● JOB:
Take the line that contains "of the black" as the first and the last line of the material as the final one; set down exactly the lines in that span.

● DATA LISTING:
==============================

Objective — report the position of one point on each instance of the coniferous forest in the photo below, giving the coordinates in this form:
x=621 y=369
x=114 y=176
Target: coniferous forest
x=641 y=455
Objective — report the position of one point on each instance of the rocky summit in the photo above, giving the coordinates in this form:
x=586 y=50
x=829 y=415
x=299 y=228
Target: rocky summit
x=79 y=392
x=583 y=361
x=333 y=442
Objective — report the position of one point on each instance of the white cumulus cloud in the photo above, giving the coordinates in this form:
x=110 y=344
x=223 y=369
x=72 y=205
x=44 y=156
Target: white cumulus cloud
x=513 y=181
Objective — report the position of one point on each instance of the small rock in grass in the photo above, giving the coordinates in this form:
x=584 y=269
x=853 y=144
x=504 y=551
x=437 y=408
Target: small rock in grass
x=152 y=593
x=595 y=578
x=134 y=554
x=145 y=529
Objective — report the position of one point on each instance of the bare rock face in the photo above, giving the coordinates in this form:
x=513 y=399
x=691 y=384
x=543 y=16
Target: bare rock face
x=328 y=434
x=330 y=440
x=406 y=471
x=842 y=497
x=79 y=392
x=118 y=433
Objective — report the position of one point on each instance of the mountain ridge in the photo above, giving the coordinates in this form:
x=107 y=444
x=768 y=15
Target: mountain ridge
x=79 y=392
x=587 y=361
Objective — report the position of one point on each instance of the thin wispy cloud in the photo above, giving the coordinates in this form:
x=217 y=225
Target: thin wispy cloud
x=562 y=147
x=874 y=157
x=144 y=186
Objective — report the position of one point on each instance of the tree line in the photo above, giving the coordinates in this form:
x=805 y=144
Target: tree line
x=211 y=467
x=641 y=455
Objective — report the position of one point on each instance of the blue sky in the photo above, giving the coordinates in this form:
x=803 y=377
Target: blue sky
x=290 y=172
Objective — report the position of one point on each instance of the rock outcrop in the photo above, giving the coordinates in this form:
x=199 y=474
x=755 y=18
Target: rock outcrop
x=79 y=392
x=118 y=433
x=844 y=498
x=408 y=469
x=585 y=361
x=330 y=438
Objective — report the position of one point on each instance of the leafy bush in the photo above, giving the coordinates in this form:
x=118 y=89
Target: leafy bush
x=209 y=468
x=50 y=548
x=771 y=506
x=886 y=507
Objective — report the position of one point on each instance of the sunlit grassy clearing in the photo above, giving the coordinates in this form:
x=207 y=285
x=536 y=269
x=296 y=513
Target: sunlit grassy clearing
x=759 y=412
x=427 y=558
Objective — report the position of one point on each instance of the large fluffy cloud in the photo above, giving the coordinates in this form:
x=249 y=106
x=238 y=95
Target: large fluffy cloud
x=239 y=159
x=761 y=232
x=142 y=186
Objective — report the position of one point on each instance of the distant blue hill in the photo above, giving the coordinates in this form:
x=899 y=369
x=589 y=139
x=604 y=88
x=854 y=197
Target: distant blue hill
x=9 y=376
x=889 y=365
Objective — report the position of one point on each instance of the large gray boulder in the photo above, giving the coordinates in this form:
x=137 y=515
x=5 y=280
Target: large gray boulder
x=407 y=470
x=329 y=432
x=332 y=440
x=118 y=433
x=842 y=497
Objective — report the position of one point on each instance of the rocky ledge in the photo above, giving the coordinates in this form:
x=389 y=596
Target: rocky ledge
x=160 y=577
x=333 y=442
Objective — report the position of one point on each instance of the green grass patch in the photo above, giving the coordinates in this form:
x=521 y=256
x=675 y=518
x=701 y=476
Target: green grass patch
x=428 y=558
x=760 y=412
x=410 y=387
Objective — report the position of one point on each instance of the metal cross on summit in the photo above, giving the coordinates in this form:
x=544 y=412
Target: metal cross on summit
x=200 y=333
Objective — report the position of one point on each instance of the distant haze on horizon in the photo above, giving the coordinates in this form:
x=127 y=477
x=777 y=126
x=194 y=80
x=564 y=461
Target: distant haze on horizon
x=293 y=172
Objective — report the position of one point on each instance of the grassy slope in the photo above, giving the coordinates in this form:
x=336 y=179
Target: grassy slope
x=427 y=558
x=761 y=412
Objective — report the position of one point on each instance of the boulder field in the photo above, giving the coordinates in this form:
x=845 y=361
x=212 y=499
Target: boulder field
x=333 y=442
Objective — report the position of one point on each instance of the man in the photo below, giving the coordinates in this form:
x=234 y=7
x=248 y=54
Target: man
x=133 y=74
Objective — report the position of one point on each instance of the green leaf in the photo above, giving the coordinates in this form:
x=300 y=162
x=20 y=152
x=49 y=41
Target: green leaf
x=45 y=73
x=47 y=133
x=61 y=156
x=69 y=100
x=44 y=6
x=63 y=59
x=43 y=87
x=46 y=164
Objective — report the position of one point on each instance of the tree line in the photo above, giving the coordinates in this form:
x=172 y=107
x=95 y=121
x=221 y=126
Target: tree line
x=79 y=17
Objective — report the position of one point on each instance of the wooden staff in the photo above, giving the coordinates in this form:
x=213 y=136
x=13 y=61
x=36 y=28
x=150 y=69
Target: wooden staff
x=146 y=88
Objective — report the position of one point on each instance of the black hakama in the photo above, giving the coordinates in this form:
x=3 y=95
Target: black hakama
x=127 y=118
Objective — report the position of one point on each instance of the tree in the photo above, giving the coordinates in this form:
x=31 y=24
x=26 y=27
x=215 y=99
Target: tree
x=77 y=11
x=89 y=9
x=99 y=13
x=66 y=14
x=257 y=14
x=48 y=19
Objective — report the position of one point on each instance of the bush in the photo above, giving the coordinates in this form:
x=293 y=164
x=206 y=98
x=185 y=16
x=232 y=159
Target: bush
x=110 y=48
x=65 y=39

==============================

● RESULT OF THIS TASK:
Objective — report the position of one point on each instance of the black hakama in the photo above, giving the coordinates in this form:
x=3 y=95
Target: black hakama
x=127 y=118
Objective — report the position of one point on each instance of the tree in the photo above, giving the coordinates in this form:
x=31 y=24
x=26 y=27
x=215 y=99
Target: tree
x=77 y=11
x=89 y=9
x=99 y=13
x=66 y=14
x=257 y=14
x=48 y=19
Objective — report the position of one point on each instance of the bush in the photo above, giving the coordinates in this form:
x=293 y=164
x=206 y=98
x=185 y=16
x=232 y=159
Target: bush
x=110 y=48
x=65 y=39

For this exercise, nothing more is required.